* STATED PROBLEM:
Please give the data below again in full, exactly as it stands.
··· DATASET RECORDS
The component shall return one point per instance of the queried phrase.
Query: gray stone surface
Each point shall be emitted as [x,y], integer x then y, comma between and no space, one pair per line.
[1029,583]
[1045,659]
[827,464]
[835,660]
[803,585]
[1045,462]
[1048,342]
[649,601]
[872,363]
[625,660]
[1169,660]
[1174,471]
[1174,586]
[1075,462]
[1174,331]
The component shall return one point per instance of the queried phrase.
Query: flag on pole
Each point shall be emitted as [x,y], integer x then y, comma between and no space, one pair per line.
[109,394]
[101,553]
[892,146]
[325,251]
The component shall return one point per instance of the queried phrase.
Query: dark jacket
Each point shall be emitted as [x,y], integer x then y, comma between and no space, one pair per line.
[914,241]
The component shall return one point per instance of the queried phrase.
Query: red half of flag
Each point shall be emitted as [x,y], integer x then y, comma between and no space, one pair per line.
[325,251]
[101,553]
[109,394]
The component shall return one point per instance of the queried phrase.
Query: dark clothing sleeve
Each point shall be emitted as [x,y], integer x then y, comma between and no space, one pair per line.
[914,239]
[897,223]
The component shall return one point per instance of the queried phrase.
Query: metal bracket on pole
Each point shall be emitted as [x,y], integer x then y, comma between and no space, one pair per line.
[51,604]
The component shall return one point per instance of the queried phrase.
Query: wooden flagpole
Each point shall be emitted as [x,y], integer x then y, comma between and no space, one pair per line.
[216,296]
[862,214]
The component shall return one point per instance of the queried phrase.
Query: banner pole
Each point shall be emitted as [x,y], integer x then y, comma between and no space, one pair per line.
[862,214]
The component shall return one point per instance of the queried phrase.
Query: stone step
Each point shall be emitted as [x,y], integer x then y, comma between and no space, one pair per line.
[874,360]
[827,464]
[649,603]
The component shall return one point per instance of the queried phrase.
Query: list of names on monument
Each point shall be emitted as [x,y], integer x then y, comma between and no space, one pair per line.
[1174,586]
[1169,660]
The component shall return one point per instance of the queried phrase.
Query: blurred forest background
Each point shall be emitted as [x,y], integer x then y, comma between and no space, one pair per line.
······
* PROBLEM SOLUTION:
The component shall return one point per instance of the queried phrase.
Query: gray stone surface
Each point shall be emitted as [x,y], integer x then y, comma between and no space, one pair per line.
[1029,583]
[1045,659]
[827,464]
[835,660]
[803,585]
[1045,462]
[1048,342]
[649,601]
[872,363]
[625,660]
[1169,660]
[1174,471]
[1174,586]
[1075,462]
[1174,331]
The component shall return one point per instance of the queried phrase.
Query: flag on pole
Each point shall be emitted as [x,y], integer x then y, comma between and no space, one pair per line.
[109,394]
[101,553]
[892,146]
[325,251]
The component shall return one point per instance of the queried phrase.
Query: dark jacket
Each point shall be emitted as [x,y], integer x then y, comma between and no space, one pair per line.
[914,241]
The component shall return one point per instance of the queried phrase.
Query: red half of flag
Each point shall be emitted as [x,y], integer x then y, comma between and no space, one pair per line.
[325,251]
[101,553]
[109,394]
The component shall return one point per instance of the queried phrase.
Query: dark clothing sleeve
Each point shall be emitted as [x,y], integer x then y, comma between and no space, one pair per line.
[914,239]
[897,223]
The component shall return one point per instance of the queried phrase.
Query: metal bracket on pole
Each point shall be emitted as [x,y], integer x then y, comma between and no space, one pair per line.
[51,604]
The component shall return one point per instance of the queried phrase.
Query: wooden flagpole
Each point shall be emitted as [x,y], integer x then y, comma between and no space, one pair per line.
[216,296]
[862,214]
The component shall return one point per instance of the queried phrase.
Query: banner pole
Each point shall be emitted as [x,y], integer x then y, comma between and no space, one pair per line.
[862,214]
The component shall return one point per instance of the queried phrase.
Query: stone step
Each point shall be emitted as [x,y], integer x then y, comma between and no space, one pair per line.
[874,360]
[827,464]
[649,603]
The component shall return one point per instance of the queried phrase.
Query: list of names on monument
Each point shall be emitted as [x,y], integer x then y, comma between and no space, one pair per line.
[1174,586]
[1169,660]
The component shall return one point per instance of the queried phrase.
Query: blurred forest background
Each point shall be emitted as [x,y], integer x then y, comma between and no space, one pair per line.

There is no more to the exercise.